> **Exercise task**: Write each line exactly, from the line that holds "stripe shown in the photo above." through the final line of the material, and no other line.

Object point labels
::::::::::

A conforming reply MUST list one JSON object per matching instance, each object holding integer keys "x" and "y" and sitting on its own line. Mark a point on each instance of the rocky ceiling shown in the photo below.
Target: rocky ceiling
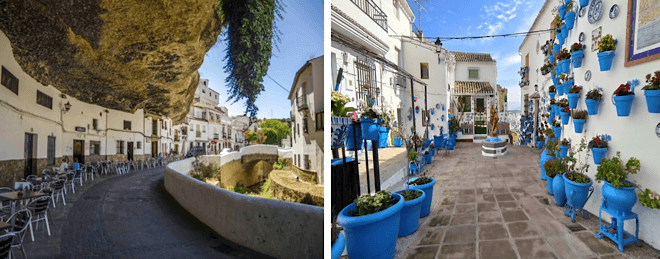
{"x": 121, "y": 54}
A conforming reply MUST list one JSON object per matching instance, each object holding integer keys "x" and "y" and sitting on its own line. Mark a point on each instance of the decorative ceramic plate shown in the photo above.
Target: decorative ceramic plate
{"x": 595, "y": 11}
{"x": 614, "y": 11}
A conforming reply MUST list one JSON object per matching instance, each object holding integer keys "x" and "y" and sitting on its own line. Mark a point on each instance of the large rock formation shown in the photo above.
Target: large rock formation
{"x": 121, "y": 54}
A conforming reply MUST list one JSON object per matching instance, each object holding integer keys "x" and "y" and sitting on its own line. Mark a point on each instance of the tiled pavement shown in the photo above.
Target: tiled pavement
{"x": 499, "y": 208}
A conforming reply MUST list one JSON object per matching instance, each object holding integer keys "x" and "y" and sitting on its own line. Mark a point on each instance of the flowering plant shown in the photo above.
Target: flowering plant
{"x": 623, "y": 90}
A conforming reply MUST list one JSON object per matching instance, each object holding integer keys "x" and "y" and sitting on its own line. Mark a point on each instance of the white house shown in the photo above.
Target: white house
{"x": 633, "y": 136}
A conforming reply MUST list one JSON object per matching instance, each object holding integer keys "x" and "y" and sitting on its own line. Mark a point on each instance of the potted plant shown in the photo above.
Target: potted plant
{"x": 652, "y": 92}
{"x": 577, "y": 54}
{"x": 592, "y": 100}
{"x": 598, "y": 146}
{"x": 623, "y": 98}
{"x": 606, "y": 48}
{"x": 371, "y": 225}
{"x": 579, "y": 118}
{"x": 618, "y": 193}
{"x": 577, "y": 185}
{"x": 573, "y": 96}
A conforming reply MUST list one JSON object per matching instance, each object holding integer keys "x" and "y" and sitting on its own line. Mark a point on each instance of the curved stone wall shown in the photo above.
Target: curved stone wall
{"x": 273, "y": 227}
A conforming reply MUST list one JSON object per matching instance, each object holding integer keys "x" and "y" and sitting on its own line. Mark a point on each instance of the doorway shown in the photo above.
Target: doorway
{"x": 79, "y": 150}
{"x": 30, "y": 151}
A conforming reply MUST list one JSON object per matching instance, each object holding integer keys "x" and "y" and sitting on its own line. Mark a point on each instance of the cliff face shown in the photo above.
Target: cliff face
{"x": 121, "y": 54}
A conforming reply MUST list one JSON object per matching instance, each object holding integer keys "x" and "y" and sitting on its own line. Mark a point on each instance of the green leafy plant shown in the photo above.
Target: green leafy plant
{"x": 368, "y": 204}
{"x": 613, "y": 171}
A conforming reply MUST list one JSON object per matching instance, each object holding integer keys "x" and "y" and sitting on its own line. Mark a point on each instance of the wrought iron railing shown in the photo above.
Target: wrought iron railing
{"x": 373, "y": 11}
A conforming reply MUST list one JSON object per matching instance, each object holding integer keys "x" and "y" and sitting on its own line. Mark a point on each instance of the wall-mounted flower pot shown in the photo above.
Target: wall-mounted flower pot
{"x": 374, "y": 235}
{"x": 559, "y": 190}
{"x": 564, "y": 117}
{"x": 652, "y": 100}
{"x": 605, "y": 60}
{"x": 623, "y": 104}
{"x": 598, "y": 154}
{"x": 410, "y": 214}
{"x": 592, "y": 106}
{"x": 428, "y": 191}
{"x": 578, "y": 125}
{"x": 573, "y": 99}
{"x": 577, "y": 58}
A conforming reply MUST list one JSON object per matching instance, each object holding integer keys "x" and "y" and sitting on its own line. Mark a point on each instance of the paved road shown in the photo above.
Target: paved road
{"x": 129, "y": 216}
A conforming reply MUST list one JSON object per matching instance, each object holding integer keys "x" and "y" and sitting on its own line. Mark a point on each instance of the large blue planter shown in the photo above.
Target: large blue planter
{"x": 564, "y": 117}
{"x": 605, "y": 60}
{"x": 370, "y": 129}
{"x": 592, "y": 106}
{"x": 577, "y": 58}
{"x": 578, "y": 125}
{"x": 623, "y": 104}
{"x": 350, "y": 145}
{"x": 384, "y": 134}
{"x": 410, "y": 215}
{"x": 620, "y": 200}
{"x": 572, "y": 100}
{"x": 338, "y": 247}
{"x": 598, "y": 154}
{"x": 559, "y": 190}
{"x": 374, "y": 235}
{"x": 652, "y": 100}
{"x": 428, "y": 191}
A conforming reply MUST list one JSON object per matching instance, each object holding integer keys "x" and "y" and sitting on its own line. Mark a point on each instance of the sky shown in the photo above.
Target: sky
{"x": 449, "y": 18}
{"x": 301, "y": 39}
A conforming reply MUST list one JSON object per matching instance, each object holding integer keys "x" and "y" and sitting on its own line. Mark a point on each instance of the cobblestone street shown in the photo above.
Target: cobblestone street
{"x": 499, "y": 208}
{"x": 128, "y": 216}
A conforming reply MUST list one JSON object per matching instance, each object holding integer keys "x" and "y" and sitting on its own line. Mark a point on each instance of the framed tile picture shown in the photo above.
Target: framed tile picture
{"x": 643, "y": 35}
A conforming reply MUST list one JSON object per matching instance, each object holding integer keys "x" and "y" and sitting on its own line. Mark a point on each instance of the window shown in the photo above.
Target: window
{"x": 51, "y": 150}
{"x": 473, "y": 73}
{"x": 9, "y": 80}
{"x": 94, "y": 147}
{"x": 424, "y": 69}
{"x": 319, "y": 121}
{"x": 44, "y": 100}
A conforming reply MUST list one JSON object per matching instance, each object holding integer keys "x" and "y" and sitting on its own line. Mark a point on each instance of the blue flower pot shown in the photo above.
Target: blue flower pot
{"x": 384, "y": 134}
{"x": 564, "y": 117}
{"x": 410, "y": 214}
{"x": 563, "y": 151}
{"x": 374, "y": 235}
{"x": 578, "y": 124}
{"x": 572, "y": 100}
{"x": 599, "y": 154}
{"x": 592, "y": 106}
{"x": 577, "y": 58}
{"x": 623, "y": 104}
{"x": 350, "y": 145}
{"x": 620, "y": 200}
{"x": 652, "y": 100}
{"x": 338, "y": 247}
{"x": 370, "y": 129}
{"x": 557, "y": 131}
{"x": 428, "y": 191}
{"x": 559, "y": 190}
{"x": 605, "y": 60}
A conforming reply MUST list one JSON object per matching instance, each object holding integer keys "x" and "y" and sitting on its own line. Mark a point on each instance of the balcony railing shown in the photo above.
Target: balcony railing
{"x": 373, "y": 11}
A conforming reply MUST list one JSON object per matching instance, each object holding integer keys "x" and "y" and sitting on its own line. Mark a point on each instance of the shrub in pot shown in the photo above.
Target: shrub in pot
{"x": 606, "y": 48}
{"x": 371, "y": 225}
{"x": 618, "y": 193}
{"x": 579, "y": 118}
{"x": 652, "y": 92}
{"x": 623, "y": 99}
{"x": 592, "y": 100}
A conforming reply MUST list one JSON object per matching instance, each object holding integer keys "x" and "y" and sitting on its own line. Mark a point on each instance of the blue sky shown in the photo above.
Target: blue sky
{"x": 301, "y": 39}
{"x": 483, "y": 17}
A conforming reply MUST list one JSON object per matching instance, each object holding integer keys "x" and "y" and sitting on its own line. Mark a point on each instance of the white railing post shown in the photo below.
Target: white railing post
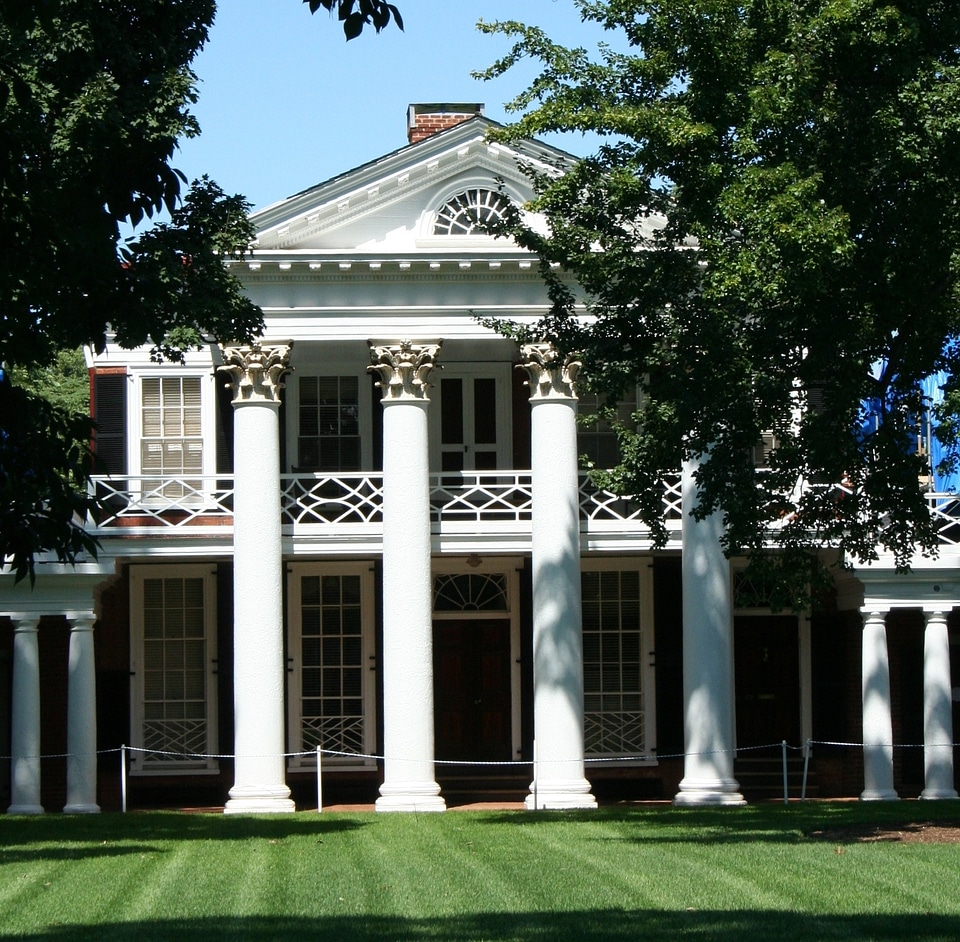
{"x": 319, "y": 783}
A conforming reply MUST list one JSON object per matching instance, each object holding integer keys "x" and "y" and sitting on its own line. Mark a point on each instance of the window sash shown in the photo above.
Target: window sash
{"x": 173, "y": 708}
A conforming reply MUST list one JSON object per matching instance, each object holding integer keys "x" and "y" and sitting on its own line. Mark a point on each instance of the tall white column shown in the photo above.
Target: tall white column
{"x": 708, "y": 721}
{"x": 409, "y": 782}
{"x": 877, "y": 721}
{"x": 937, "y": 709}
{"x": 256, "y": 376}
{"x": 25, "y": 719}
{"x": 559, "y": 780}
{"x": 81, "y": 718}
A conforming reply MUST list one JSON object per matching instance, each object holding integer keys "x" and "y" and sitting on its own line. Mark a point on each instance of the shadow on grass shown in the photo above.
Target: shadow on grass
{"x": 70, "y": 837}
{"x": 577, "y": 926}
{"x": 772, "y": 823}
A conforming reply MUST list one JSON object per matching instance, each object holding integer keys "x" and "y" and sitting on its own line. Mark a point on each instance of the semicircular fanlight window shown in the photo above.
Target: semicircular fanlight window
{"x": 470, "y": 213}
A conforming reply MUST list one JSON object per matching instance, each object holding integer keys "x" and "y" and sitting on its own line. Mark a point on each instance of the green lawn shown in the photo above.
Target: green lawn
{"x": 754, "y": 873}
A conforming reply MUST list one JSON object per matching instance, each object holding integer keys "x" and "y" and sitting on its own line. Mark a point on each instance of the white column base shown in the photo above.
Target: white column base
{"x": 25, "y": 809}
{"x": 560, "y": 796}
{"x": 879, "y": 795}
{"x": 411, "y": 797}
{"x": 81, "y": 809}
{"x": 936, "y": 794}
{"x": 696, "y": 793}
{"x": 255, "y": 799}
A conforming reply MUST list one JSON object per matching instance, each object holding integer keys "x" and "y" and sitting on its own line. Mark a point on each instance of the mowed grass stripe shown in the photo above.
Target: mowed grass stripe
{"x": 723, "y": 874}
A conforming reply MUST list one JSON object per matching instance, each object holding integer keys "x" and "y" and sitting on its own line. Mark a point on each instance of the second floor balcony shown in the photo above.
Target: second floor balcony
{"x": 466, "y": 506}
{"x": 488, "y": 509}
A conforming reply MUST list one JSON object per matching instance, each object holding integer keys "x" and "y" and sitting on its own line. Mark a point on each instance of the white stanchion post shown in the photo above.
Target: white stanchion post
{"x": 319, "y": 783}
{"x": 786, "y": 787}
{"x": 536, "y": 776}
{"x": 123, "y": 778}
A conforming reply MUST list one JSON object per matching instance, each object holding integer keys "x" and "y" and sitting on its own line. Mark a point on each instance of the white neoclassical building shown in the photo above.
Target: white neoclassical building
{"x": 369, "y": 533}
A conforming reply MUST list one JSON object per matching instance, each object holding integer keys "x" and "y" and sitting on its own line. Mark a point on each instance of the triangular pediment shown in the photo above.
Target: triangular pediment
{"x": 391, "y": 203}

::::::::::

> **Correct answer**:
A conforming reply MUST list one JSON object per matching instance, each object holding integer keys "x" and "y" and sitting on its own line. Mark a point on each instance of the mowed grass stripe shown in the photo above.
Target: mowed grass stripe
{"x": 723, "y": 874}
A conforming reply MUST list one JSON object per matching instance, each object holding integer keys "x" and "y" and sitting on its own line. Mark a point on each instance of the second floor balcony shown in the photo above.
Target: second floor balcony
{"x": 466, "y": 506}
{"x": 488, "y": 509}
A conforming reply MUST list one JSON object per matching instance, each object holding integer keys "x" and "y" and sitting on its own line. Mark a point on each instance of the white stanchion post shown in the photo above.
Target: white stanchion post
{"x": 319, "y": 783}
{"x": 786, "y": 787}
{"x": 536, "y": 776}
{"x": 123, "y": 778}
A conforming reply MUST list one JSON object per matching instance, each object holding integer keys "x" and "y" and sitting on its own line. Mark a point on each instance of the white neoclassical building shown in the photo above.
Target: white neoclassical building
{"x": 369, "y": 533}
A conforming reply MUST list one JSON object per matching instance, each object holding integer keys "x" and "y" and sitting on its own line. Mark a point on each instance of the triangular pediment shown in the photo above.
Target: triangular pediment
{"x": 391, "y": 203}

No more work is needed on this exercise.